Provided text:
Notes on jealousy

When I was in my early 30s, one of my best friends of many years whom I used to spend a lot of time with got married in the peak of our friendship when we were traveling together and having fun being single (of course all the while both of us, longing for a relationship and venting about the unsuccessful dates). I remember when she started dating her husband and spending more and more time with him, how I felt betrayed. I wanted to be happy for her. And I was, but I also felt that our lives went from equal to hers being happier and mine being less happy (she gained a boyfriend who was doting on her and not only had I not, but I had also had lost her as my comrade).

I remember me those days. How much I didn’t want to be around my friend, to see her walking next to her tall man, who was kissing and loving on her, her giddy eyes and smile and me wishing I had the same, feeling those unwanted feelings of jealousy, followed immediately by shame and guilt.

So really in avoiding her, I wanted to avoid me, the jealous me, the guilt-ridden me. I wanted to run away from the me that couldn’t be overjoyed for my friend’s romance and her giddiness.

Exercise set:
[1] In the notes on jealousy, list the feelings named in the sentence that begins "How much I didn't want to be around my friend."
[2] From the notes on jealousy, pull out word for word the part that opens with the words containing "Notes on jealousy" and closes with "as my comrade).".
[3] Put this sentence from the notes on jealousy into Spanish: "I wanted to run away from the me that couldn't be overjoyed for my friend's romance and her giddiness."

Source material:
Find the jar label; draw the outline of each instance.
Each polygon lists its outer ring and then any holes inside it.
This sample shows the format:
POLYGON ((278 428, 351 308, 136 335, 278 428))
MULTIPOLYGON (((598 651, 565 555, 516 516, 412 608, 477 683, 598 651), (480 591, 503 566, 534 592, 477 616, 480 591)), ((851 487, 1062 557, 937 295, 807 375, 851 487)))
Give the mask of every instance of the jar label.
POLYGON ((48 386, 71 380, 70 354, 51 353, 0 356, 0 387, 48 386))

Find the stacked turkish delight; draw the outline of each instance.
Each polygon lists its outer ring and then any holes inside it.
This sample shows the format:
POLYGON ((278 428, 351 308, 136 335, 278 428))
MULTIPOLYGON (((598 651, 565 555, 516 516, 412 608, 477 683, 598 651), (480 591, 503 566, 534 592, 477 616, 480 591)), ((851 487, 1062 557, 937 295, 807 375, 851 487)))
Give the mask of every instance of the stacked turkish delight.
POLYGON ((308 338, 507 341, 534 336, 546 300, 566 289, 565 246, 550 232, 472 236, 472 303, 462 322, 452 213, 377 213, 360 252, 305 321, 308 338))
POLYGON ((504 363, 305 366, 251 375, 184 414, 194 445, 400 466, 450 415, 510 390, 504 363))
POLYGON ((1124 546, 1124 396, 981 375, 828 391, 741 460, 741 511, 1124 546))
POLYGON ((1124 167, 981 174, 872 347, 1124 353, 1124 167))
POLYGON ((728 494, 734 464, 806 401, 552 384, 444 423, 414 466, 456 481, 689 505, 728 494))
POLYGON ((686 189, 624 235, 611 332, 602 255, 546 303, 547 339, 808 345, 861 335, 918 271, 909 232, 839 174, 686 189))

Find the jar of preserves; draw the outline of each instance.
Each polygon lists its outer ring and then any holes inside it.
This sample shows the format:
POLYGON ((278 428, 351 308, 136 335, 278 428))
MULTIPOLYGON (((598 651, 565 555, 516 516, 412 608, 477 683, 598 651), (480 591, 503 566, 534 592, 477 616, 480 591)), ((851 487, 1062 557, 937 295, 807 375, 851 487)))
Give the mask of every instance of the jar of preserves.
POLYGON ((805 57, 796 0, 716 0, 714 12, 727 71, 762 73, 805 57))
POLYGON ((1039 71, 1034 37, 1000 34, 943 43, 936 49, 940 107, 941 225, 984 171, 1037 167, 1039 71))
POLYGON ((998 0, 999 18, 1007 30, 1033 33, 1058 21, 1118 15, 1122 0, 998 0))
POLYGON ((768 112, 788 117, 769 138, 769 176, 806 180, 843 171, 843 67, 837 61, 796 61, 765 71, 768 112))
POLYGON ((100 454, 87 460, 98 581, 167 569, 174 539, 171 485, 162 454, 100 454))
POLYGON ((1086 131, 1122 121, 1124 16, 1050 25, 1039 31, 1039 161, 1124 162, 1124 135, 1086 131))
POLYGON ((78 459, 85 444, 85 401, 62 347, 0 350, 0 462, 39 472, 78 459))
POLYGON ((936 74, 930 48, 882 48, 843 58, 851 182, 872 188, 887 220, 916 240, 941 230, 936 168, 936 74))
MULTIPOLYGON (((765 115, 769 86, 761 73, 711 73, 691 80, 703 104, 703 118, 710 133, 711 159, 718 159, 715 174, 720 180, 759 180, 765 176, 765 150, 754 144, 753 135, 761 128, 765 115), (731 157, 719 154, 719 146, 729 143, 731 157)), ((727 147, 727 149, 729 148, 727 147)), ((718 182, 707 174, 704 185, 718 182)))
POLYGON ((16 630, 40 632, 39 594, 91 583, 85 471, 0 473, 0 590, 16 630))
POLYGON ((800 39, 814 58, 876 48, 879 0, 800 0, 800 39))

Responses per task:
[1]
jealousy
shame
guilt

[2]
Notes on jealousy

When I was in my early 30s, one of my best friends of many years whom I used to spend a lot of time with got married in the peak of our friendship when we were traveling together and having fun being single (of course all the while both of us, longing for a relationship and venting about the unsuccessful dates). I remember when she started dating her husband and spending more and more time with him, how I felt betrayed. I wanted to be happy for her. And I was, but I also felt that our lives went from equal to hers being happier and mine being less happy (she gained a boyfriend who was doting on her and not only had I not, but I had also had lost her as my comrade).

[3] Quería huir de esa parte de mí que no podía alegrarse enormemente por el romance de mi amiga y por su euforia.